§ **PROMPT**
Without altering anything, output the material below.
##### PROVIDED RECORDS
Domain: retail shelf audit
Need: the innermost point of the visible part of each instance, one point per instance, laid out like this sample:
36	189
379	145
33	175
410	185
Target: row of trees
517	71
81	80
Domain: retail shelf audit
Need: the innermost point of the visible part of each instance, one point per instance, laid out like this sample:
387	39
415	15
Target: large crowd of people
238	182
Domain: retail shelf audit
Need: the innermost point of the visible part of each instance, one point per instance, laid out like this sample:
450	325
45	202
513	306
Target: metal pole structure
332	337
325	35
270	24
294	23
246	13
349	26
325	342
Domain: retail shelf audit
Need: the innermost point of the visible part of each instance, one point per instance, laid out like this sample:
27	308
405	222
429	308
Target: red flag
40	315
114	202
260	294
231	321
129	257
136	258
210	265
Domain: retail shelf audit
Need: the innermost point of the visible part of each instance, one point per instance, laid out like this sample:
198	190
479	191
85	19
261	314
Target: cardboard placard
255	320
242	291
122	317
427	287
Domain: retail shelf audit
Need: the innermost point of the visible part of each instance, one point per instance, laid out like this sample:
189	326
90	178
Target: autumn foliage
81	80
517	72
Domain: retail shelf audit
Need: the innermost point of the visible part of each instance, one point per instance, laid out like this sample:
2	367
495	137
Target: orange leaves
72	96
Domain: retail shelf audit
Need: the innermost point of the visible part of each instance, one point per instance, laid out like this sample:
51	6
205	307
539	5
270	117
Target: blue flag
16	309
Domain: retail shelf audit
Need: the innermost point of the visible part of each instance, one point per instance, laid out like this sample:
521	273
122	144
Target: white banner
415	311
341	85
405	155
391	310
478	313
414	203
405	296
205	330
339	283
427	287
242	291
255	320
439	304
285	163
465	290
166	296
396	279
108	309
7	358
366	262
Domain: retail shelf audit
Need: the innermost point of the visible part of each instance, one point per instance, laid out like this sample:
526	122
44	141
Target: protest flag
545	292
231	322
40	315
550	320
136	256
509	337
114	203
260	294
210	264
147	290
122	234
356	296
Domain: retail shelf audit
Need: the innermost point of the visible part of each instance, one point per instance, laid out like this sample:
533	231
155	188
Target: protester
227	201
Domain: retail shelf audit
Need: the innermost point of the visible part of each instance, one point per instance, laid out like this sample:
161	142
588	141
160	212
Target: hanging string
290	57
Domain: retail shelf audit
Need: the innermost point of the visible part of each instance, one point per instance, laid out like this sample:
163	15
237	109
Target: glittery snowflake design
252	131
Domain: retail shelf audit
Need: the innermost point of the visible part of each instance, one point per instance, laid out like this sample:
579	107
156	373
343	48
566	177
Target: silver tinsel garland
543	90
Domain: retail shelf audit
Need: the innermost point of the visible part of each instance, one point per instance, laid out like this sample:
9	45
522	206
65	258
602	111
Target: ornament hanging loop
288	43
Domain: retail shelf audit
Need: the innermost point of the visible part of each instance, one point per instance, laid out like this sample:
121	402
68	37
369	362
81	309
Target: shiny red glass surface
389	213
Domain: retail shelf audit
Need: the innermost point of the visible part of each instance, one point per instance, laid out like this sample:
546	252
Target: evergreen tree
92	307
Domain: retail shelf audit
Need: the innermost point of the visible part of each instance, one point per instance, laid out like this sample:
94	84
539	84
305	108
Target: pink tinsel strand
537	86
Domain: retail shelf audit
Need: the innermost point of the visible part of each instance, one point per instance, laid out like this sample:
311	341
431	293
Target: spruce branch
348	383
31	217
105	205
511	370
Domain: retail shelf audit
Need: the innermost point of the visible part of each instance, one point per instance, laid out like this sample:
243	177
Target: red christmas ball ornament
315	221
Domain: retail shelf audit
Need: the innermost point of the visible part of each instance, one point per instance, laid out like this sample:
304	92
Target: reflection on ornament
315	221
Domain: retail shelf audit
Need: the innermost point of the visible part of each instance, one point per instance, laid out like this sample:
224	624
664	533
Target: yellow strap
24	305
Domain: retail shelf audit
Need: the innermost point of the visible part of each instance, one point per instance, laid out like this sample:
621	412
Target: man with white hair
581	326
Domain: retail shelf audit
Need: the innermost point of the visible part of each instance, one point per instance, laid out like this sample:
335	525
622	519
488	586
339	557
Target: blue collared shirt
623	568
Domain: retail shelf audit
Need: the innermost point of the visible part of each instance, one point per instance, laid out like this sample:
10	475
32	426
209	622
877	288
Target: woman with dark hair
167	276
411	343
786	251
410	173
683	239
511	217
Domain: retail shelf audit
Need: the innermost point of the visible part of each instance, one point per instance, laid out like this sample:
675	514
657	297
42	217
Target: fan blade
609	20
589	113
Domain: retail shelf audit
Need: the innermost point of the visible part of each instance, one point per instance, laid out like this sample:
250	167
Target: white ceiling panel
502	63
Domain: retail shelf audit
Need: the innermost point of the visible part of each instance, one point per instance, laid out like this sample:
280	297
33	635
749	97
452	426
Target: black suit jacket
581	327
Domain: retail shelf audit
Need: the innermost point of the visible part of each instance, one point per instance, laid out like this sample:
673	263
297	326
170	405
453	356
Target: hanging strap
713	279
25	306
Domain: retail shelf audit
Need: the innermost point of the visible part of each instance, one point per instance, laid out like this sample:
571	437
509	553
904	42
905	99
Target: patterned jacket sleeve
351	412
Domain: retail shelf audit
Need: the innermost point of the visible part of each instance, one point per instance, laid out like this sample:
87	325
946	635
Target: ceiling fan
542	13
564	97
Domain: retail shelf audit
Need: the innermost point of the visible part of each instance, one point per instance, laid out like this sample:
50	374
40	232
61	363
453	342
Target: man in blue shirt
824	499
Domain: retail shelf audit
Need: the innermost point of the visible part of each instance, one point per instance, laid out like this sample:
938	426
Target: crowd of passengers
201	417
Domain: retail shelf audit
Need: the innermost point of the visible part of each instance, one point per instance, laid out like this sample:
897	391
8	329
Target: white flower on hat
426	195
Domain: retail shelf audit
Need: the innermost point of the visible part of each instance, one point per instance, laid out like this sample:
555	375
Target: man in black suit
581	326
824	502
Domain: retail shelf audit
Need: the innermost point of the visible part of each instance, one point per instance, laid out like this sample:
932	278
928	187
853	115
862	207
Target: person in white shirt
##########
§ **TASK RESPONSE**
Domain: retail shelf audit
Need: the innermost point of the visible part of each instance, one point per instance, laid out like this sample:
36	189
379	145
33	175
410	185
Target: row of trees
517	71
81	80
Domain: retail shelf audit
Need: the innermost point of the visible part of each instance, one point per instance, laid out like this sample:
387	39
415	15
Target: large crowd of people
238	182
Domain: retail shelf audit
Need: the innermost point of the visible part of each instance, one point per instance, laid out like this sample:
450	325
45	202
513	306
Target: metal pole structure
332	337
325	35
270	24
294	23
246	13
349	26
325	342
Domain: retail shelf audit
Need: the innermost point of the visible part of each instance, one point per instance, laid out like this sample:
27	308
405	222
429	308
Target: red flag
40	315
114	202
260	294
231	321
129	257
136	258
210	265
Domain: retail shelf audit
Need: the innermost point of the visible part of each instance, one point per instance, laid out like this sample:
198	190
479	191
85	19
261	314
Target: cardboard placard
255	320
242	291
122	317
427	287
Domain: retail shelf audit
Need: the innermost point of the visible part of each instance, one point per instance, laid out like this sample:
189	326
90	178
Target: autumn foliage
81	80
517	72
Domain: retail shelf audit
Need: the innermost point of the visible part of each instance, one point per instance, laid out like this sample:
2	367
495	137
Target: orange leaves
72	96
Domain: retail shelf audit
Need: the innermost point of the visible part of each instance, one point per instance, laid out like this sample:
51	6
205	307
539	5
270	117
Target: blue flag
16	309
Domain: retail shelf audit
Need: the innermost point of the visible part of each instance, one point per instance, laid out like this sample:
521	273
122	144
Target: white banner
415	311
341	85
405	155
391	310
478	313
414	203
405	296
205	330
339	283
427	287
242	291
255	320
439	304
285	163
465	290
166	296
396	279
108	309
7	358
366	262
Domain: retail shelf audit
Need: the innermost point of the visible part of each instance, one point per instance, laid out like this sample:
526	122
44	141
Target: protest flag
545	292
231	322
40	315
550	320
136	256
509	337
114	203
260	294
210	264
147	290
122	234
356	296
Domain: retail shelf audit
Need: the innermost point of the visible part of each instance, one point per instance, laid out like this sample:
533	231
155	188
Target: protester
227	201
Domain: retail shelf audit
Need: the innermost point of the visible part of each instance, one point per instance, laid out like this sample:
161	142
588	141
160	212
Target: hanging string
290	57
Domain: retail shelf audit
Need: the innermost point of the visible part of each instance, one point per instance, laid out like this sample:
163	15
237	109
Target: glittery snowflake design
252	131
Domain: retail shelf audit
Need: the innermost point of the visible part of each instance, one point per instance, laid out like this sample:
579	107
156	373
343	48
566	177
Target: silver tinsel garland
543	90
Domain: retail shelf audit
Need: the innermost point of the visible part of each instance, one point per instance, laid out like this sample:
9	45
522	206
65	258
602	111
Target: ornament hanging loop
288	43
Domain: retail shelf audit
Need: the innermost point of the visible part of each instance, one point per instance, laid out like this sample:
121	402
68	37
369	362
81	309
Target: shiny red glass surface
389	213
Domain: retail shelf audit
Need: the innermost point of the visible part of each instance, one point per instance, laid out like this sample:
546	252
Target: evergreen tree
92	307
Domain: retail shelf audit
Need: the innermost point of the visible part of each instance, one point per instance, laid out like this sample:
94	84
539	84
305	108
Target: pink tinsel strand
537	86
Domain: retail shelf audit
Need: the innermost point of the visible part of each instance, one point per instance, laid out like this sample:
311	341
431	293
Target: spruce branch
348	383
31	217
105	205
511	370
Domain: retail shelf audit
Need: the innermost point of the visible part of each instance, one point per instance, laid out like this sample:
243	177
Target: red christmas ball ornament
315	221
Domain: retail shelf audit
Need: the innermost point of the visible part of each instance, one point per instance, laid out like this sample:
304	92
Target: reflection on ornament
315	221
Domain: retail shelf audit
Need: the innermost point of the visible part of each instance, one point per instance, laid out like this sample:
224	624
664	533
Target: yellow strap
24	305
Domain: retail shelf audit
Need: the innermost point of the visible part of each instance, one point per instance, laid out like this sample:
621	412
Target: man with white hair
581	326
Domain: retail shelf audit
Need: the innermost point of the visible part of each instance, one point per instance, laid out like this sample:
335	525
622	519
488	586
339	557
Target: blue collared shirt
623	568
Domain: retail shelf audit
Need: the innermost point of the visible part of each instance, one point per instance, laid out like this sample:
10	475
32	426
209	622
877	288
Target: woman with dark hair
167	276
411	343
786	251
410	173
683	239
511	217
Domain: retail shelf audit
Need: the innermost point of the visible part of each instance, one point per instance, laid out like this sample:
675	514
657	297
42	217
Target: fan blade
609	20
589	113
Domain: retail shelf audit
Need: the innermost point of the visible part of each instance, one point per instance, laid out like this sample:
250	167
Target: white ceiling panel
502	63
Domain: retail shelf audit
Need: the innermost point of the visible part of each instance, one point per instance, laid out like this sample:
280	297
33	635
749	97
452	426
Target: black suit jacket
581	327
Domain: retail shelf audit
Need: the innermost point of the visible part of each instance, one point per instance, laid out like this sample:
673	263
297	326
170	405
453	356
Target: hanging strap
713	279
25	306
Domain: retail shelf audit
Need: the innermost point of the visible part of each instance, one point per instance, laid out like this sample:
571	437
509	553
904	42
905	99
Target: patterned jacket sleeve
351	412
Domain: retail shelf audit
Need: the innermost point of the visible part of each instance, one point per instance, laid out like this sample:
87	325
946	635
Target: ceiling fan
542	13
564	97
Domain: retail shelf audit
Need: the innermost point of the visible part of each instance, one point per instance, laid out like this sample:
50	374
40	232
61	363
453	342
Target: man in blue shirt
824	499
Domain: retail shelf audit
Need: the innermost point of the visible part of each instance, one point per instance, laid out like this sample:
938	426
Target: crowd of passengers
201	417
Domain: retail shelf audit
Need: the innermost point of the visible part of each instance, one point per instance, laid out like this sample:
897	391
8	329
Target: white flower on hat
426	195
Domain: retail shelf audit
Need: the innermost point of the visible part of each instance, one point per instance, laid out like this sample:
555	375
Target: man in black suit
581	326
824	502
Domain: retail shelf audit
Need: the innermost point of the visible part of each instance, one point per instance, laid out like this sample:
932	278
928	187
853	115
862	207
Target: person in white shirt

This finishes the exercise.